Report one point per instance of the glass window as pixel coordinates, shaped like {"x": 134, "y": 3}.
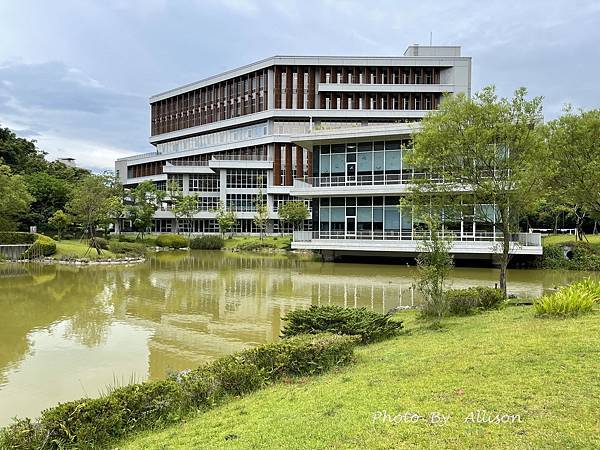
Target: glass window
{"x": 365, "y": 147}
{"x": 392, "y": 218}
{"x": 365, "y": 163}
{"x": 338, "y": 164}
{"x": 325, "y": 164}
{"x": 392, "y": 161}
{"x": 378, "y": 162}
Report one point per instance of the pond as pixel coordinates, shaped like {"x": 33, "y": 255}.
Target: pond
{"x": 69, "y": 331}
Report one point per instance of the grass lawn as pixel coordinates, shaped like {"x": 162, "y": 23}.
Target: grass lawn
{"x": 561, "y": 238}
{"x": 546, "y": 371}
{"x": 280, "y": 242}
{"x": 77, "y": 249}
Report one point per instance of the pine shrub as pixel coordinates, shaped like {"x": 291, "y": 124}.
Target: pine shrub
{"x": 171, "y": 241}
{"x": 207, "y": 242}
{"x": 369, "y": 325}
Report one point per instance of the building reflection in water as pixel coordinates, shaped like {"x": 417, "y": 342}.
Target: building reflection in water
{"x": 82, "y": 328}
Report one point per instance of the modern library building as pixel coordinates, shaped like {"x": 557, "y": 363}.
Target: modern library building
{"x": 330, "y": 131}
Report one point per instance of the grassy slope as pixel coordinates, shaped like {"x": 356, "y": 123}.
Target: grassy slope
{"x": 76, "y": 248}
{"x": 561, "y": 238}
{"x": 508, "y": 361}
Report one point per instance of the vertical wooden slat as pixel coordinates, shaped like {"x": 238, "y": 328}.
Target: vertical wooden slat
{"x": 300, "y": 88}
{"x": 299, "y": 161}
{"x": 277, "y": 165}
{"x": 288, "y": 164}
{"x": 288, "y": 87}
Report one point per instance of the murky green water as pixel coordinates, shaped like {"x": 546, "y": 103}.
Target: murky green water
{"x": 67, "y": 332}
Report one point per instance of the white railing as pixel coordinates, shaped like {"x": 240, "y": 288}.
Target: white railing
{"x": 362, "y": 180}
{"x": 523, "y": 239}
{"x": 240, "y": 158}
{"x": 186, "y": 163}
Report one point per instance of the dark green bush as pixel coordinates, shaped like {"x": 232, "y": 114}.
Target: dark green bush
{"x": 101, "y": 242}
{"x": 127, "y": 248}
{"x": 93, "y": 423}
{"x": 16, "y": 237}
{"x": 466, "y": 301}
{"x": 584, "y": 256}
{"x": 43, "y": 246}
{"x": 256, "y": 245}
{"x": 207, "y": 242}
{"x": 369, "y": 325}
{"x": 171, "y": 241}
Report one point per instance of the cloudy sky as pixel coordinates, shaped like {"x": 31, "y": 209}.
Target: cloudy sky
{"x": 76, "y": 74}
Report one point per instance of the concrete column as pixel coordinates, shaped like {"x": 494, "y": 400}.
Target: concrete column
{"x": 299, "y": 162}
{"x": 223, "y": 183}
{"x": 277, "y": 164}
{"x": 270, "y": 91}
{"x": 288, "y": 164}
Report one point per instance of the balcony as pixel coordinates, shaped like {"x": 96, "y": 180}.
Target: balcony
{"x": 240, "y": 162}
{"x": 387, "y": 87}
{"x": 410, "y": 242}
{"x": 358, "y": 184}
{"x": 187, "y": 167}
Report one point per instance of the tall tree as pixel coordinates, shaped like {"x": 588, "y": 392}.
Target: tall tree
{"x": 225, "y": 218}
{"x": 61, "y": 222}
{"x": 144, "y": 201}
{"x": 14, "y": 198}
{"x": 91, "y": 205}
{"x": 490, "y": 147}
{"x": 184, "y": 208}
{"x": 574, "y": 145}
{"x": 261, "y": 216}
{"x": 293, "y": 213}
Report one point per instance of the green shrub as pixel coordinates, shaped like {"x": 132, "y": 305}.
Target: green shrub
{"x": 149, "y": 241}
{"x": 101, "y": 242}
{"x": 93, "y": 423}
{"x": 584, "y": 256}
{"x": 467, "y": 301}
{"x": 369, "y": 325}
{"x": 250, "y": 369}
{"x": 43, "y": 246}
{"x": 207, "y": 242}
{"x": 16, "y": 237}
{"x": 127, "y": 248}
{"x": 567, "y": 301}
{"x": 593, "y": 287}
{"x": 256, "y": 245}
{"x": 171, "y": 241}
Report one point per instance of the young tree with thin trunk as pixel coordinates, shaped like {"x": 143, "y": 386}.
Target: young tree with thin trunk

[Written request] Working from the lines above, reproduce the material exactly and exclude its pictures.

[Answer in full]
Report one point per instance of the glass window as pixel coordinates, shaped like {"x": 134, "y": 3}.
Target: glass window
{"x": 365, "y": 147}
{"x": 392, "y": 218}
{"x": 365, "y": 163}
{"x": 338, "y": 164}
{"x": 325, "y": 164}
{"x": 392, "y": 161}
{"x": 378, "y": 162}
Report one point per instance of the pond as pixel coordinates, shaped like {"x": 33, "y": 255}.
Target: pond
{"x": 69, "y": 331}
Report one point per instance of the grass lawn as pixel coordinates, shaped like {"x": 162, "y": 23}.
Target: grass lawn
{"x": 561, "y": 238}
{"x": 546, "y": 371}
{"x": 280, "y": 242}
{"x": 77, "y": 249}
Report one point per instance of the pine shrub as pixel coordinates, shaped like {"x": 291, "y": 124}.
Target: pine shrub
{"x": 171, "y": 241}
{"x": 207, "y": 242}
{"x": 369, "y": 325}
Report one point per instance of the building reflection in water as pixel coordinates, shaped like {"x": 417, "y": 342}.
Target: building reflection in water
{"x": 82, "y": 328}
Report one point per instance of the modern library building as pixel coordinates, shaped like {"x": 557, "y": 363}.
Target: modern library building
{"x": 330, "y": 131}
Report one point per instance of the grassy slope as pixel coordinates, shaped like {"x": 356, "y": 123}.
Target: grassy slope
{"x": 76, "y": 248}
{"x": 561, "y": 238}
{"x": 508, "y": 361}
Report one point per instance of the vertical wooden slat as pixel coordinates, shaped like {"x": 238, "y": 328}.
Target: vertical wooden slat
{"x": 300, "y": 88}
{"x": 299, "y": 161}
{"x": 277, "y": 165}
{"x": 288, "y": 164}
{"x": 288, "y": 87}
Report one point per instance of the murky green water as pixel coordinates, shaped like {"x": 546, "y": 103}.
Target: murky green water
{"x": 67, "y": 332}
Report one point per instance of the white railing as pixel coordinates, shaped like {"x": 240, "y": 288}.
Target: white railing
{"x": 362, "y": 180}
{"x": 523, "y": 239}
{"x": 240, "y": 158}
{"x": 186, "y": 163}
Report one point per instance of the dark green bush as pixel coordinates, shaped like {"x": 232, "y": 114}.
Target: dark green bush
{"x": 101, "y": 242}
{"x": 127, "y": 248}
{"x": 93, "y": 423}
{"x": 16, "y": 237}
{"x": 466, "y": 301}
{"x": 584, "y": 256}
{"x": 43, "y": 246}
{"x": 256, "y": 245}
{"x": 207, "y": 242}
{"x": 369, "y": 325}
{"x": 171, "y": 241}
Report one point per instance of the cloudy sky as pixel coordinates, shaped like {"x": 31, "y": 209}.
Target: cloudy sky
{"x": 76, "y": 74}
Report one point per instance of the concrete column as pixel coordinates, shaped like {"x": 494, "y": 400}.
Target: concrete column
{"x": 299, "y": 162}
{"x": 223, "y": 183}
{"x": 277, "y": 164}
{"x": 270, "y": 91}
{"x": 288, "y": 164}
Report one point per instance of the balcony as pixel coordinates, shaped like {"x": 96, "y": 180}.
Target: balcony
{"x": 240, "y": 162}
{"x": 387, "y": 87}
{"x": 410, "y": 242}
{"x": 358, "y": 184}
{"x": 187, "y": 167}
Report one point per instance of the tall tree as pixel coordinates, shaped like {"x": 588, "y": 392}.
Target: tall tree
{"x": 225, "y": 218}
{"x": 61, "y": 222}
{"x": 144, "y": 201}
{"x": 14, "y": 198}
{"x": 91, "y": 205}
{"x": 490, "y": 147}
{"x": 184, "y": 208}
{"x": 574, "y": 145}
{"x": 261, "y": 216}
{"x": 293, "y": 213}
Report one point per instance of the green shrub as pixel coordinates, shaped like {"x": 132, "y": 305}.
Target: green shrub
{"x": 149, "y": 241}
{"x": 101, "y": 242}
{"x": 93, "y": 423}
{"x": 584, "y": 256}
{"x": 467, "y": 301}
{"x": 369, "y": 325}
{"x": 250, "y": 369}
{"x": 43, "y": 246}
{"x": 207, "y": 242}
{"x": 16, "y": 237}
{"x": 127, "y": 248}
{"x": 567, "y": 301}
{"x": 593, "y": 287}
{"x": 256, "y": 245}
{"x": 171, "y": 241}
Report one point per instance of the young tree with thin trunk as pixel coordinates, shaped like {"x": 143, "y": 386}.
Target: young tree with thin trunk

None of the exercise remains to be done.